-------- INFORMATION SHOWN

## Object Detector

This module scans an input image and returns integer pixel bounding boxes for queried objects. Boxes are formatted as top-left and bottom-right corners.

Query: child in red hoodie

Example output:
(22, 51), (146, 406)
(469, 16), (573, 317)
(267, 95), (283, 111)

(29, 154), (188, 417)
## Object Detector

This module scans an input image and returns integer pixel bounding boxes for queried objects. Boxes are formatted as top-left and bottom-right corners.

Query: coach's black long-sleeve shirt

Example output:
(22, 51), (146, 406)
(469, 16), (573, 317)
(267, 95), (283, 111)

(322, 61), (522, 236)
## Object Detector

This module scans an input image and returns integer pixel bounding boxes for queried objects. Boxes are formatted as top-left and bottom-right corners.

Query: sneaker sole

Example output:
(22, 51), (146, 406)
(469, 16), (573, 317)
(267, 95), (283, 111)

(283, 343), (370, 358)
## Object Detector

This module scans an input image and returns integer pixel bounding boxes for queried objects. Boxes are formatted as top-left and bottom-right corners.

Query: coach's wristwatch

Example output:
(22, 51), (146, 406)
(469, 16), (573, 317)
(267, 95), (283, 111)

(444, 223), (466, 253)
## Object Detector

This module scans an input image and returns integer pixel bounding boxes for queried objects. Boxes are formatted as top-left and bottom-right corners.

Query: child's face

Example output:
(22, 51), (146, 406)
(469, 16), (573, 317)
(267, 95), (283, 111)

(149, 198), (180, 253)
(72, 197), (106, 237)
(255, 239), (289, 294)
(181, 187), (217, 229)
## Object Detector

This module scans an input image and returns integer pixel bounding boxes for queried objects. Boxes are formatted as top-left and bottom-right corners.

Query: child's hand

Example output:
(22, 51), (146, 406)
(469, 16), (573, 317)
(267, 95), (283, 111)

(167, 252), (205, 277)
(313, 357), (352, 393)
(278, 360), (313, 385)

----------------

* _REQUIRED TASK_
Copy the records from the start through the line containing "(29, 154), (188, 417)", inclusive, with the request text included. Multiply every coordinate in the answer boxes by 2.55 and round to whole numbers, with halves rounding up. Leave the numbers in the requests and their sample output unchanged.

* _THE RESULT_
## Object Detector

This module scans an input image and returns integer pixel bounding boxes for queried objects. Boxes are formatted as top-left and bottom-right corners.

Query: child in red hoodie

Example output:
(22, 51), (146, 406)
(469, 16), (573, 317)
(267, 95), (283, 111)

(74, 393), (479, 1063)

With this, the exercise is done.